Task statement -
Collect every line in the records below that contains the word "worker". Copy each line in full.

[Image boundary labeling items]
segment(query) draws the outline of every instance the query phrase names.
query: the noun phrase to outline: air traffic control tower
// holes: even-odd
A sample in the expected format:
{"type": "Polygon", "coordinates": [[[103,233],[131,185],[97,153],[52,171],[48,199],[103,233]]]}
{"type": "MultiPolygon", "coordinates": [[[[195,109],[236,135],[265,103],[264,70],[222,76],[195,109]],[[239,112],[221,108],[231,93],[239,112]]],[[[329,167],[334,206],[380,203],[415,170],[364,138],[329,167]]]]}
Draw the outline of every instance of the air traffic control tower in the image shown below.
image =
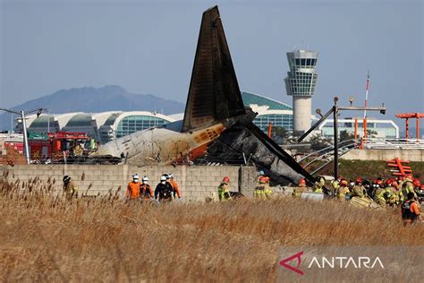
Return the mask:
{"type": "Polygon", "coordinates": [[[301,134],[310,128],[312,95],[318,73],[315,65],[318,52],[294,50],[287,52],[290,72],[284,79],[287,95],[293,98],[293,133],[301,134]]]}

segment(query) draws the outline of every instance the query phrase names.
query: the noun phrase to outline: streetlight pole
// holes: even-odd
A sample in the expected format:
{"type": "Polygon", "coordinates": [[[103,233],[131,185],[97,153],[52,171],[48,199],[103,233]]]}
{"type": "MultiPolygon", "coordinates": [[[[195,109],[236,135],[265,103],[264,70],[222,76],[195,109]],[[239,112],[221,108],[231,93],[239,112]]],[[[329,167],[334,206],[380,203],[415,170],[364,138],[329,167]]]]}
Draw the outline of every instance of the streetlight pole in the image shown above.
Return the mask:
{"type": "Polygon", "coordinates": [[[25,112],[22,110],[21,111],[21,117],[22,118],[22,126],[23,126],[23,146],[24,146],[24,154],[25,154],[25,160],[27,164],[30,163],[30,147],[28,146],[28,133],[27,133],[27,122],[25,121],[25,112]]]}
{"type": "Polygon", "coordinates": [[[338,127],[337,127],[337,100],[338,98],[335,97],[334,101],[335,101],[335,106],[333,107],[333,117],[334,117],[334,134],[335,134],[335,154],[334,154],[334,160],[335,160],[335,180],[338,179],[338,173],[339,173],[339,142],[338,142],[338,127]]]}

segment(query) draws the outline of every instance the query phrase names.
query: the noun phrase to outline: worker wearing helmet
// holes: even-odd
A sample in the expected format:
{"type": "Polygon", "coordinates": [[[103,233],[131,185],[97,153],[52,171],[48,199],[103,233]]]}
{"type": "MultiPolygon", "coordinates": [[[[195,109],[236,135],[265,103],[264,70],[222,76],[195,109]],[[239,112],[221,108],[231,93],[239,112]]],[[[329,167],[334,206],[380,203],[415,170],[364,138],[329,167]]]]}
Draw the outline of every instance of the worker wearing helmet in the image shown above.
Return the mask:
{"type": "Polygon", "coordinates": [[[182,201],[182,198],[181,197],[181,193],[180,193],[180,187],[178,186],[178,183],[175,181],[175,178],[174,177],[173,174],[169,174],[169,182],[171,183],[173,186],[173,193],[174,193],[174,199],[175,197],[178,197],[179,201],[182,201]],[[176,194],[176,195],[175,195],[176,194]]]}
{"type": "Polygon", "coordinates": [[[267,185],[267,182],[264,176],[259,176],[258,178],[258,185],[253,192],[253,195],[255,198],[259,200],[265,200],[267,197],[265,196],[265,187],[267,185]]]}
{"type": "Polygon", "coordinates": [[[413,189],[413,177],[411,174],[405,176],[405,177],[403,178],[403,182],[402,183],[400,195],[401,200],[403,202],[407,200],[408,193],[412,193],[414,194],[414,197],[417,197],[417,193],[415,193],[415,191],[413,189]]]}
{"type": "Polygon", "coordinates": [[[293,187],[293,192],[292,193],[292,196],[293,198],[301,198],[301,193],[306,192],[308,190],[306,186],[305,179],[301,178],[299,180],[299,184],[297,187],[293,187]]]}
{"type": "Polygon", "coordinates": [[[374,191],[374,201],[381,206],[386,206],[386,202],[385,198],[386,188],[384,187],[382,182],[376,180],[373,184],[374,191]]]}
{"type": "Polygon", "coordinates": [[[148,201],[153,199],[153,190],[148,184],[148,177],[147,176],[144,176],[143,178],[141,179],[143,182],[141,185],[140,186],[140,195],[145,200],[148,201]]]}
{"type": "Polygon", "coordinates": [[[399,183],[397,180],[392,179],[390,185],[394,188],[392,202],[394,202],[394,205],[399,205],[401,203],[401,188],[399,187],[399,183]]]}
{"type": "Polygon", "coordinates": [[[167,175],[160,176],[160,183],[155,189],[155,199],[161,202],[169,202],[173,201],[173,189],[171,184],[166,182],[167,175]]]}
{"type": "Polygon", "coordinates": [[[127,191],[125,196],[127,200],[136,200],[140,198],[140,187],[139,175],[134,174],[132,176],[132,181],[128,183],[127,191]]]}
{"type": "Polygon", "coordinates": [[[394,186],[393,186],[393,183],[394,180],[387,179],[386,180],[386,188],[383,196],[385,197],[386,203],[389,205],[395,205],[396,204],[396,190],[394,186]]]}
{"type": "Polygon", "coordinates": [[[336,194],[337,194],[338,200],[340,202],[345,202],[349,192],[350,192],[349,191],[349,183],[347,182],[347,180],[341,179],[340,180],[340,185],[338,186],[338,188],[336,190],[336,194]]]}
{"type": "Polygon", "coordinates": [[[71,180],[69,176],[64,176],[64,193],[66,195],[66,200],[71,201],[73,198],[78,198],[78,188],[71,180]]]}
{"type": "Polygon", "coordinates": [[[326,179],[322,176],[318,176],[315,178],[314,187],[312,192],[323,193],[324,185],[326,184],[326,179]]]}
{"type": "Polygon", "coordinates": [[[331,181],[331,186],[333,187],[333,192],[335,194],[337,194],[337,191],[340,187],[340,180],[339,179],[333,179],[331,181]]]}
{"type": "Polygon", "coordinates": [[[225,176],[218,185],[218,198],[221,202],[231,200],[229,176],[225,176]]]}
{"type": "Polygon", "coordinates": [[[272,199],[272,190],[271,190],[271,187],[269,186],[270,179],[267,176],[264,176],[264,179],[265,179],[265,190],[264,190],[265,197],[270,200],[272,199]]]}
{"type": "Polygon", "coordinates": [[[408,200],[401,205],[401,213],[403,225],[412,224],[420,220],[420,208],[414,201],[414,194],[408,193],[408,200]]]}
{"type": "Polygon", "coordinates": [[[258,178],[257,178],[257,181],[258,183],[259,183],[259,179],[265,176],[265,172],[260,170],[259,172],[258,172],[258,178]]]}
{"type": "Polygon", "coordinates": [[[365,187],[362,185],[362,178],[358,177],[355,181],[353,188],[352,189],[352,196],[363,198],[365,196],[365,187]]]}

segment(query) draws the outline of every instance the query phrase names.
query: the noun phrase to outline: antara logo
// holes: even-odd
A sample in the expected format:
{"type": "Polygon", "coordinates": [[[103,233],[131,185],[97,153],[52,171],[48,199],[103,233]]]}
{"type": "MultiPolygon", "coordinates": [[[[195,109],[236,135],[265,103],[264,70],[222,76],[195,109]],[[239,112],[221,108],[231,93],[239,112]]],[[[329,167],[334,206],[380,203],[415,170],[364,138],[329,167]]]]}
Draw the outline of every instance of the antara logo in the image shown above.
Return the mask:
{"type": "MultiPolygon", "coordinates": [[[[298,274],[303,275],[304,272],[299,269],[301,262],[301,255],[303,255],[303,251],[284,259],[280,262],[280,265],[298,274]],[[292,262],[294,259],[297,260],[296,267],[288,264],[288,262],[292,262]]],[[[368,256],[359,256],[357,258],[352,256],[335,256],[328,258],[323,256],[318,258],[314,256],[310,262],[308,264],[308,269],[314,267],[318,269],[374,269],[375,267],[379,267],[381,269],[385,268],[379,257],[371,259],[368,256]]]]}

Full answer -
query: the noun phrase to outline: worker wearing helmet
Draw the outline of every instance of the worker wearing helmet in the image shown above.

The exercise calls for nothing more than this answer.